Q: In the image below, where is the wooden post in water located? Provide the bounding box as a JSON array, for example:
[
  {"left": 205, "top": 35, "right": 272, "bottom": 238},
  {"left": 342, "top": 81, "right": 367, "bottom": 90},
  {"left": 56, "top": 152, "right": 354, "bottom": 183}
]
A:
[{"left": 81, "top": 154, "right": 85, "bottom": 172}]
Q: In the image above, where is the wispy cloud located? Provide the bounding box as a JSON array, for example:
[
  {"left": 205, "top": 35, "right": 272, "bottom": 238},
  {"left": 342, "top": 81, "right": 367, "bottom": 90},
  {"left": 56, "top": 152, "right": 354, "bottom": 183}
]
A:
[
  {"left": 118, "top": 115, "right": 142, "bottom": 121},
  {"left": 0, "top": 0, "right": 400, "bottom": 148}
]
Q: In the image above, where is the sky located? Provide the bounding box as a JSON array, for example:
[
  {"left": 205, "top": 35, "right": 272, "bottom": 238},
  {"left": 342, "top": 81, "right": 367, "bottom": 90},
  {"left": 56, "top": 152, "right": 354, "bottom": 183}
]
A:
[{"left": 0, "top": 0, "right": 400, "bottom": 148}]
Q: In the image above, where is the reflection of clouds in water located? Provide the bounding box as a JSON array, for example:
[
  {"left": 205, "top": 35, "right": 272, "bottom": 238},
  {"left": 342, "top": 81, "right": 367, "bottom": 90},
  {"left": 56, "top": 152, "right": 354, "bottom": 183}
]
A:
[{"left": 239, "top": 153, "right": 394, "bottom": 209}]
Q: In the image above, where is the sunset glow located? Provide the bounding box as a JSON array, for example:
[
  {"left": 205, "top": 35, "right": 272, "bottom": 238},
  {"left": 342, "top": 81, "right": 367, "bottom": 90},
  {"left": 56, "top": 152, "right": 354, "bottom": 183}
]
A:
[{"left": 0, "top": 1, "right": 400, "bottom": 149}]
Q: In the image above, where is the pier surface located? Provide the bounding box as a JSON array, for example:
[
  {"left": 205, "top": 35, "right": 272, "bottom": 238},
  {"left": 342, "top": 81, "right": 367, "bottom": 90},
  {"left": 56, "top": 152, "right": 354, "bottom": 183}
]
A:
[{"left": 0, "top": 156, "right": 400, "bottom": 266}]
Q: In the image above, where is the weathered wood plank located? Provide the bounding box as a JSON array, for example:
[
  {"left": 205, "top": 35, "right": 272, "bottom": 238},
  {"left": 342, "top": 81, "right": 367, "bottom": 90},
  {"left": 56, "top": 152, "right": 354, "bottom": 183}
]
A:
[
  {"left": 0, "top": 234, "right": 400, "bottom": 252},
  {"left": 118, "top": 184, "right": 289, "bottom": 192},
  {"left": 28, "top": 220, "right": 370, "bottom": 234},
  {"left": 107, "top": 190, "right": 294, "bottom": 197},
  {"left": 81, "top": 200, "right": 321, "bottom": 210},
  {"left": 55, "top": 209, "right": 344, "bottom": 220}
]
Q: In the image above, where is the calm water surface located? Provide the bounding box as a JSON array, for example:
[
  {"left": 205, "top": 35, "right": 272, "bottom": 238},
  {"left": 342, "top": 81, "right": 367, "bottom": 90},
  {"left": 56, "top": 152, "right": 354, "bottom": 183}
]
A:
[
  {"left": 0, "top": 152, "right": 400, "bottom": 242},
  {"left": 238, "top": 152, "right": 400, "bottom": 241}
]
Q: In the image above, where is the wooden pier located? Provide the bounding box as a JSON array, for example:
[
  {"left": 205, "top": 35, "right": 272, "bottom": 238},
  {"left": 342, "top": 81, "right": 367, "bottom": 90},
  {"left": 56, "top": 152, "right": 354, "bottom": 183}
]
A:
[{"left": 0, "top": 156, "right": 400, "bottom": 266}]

:::

### Requirement:
Pull out each line of the data above that contains the word "pier", and list those lines in their original order.

### Response:
Q: In the image above, where is the pier surface located? Provide the bounding box as a JSON array, for example:
Q: In the image above, where is the wooden pier located? Provide the bounding box as a JSON array, for example:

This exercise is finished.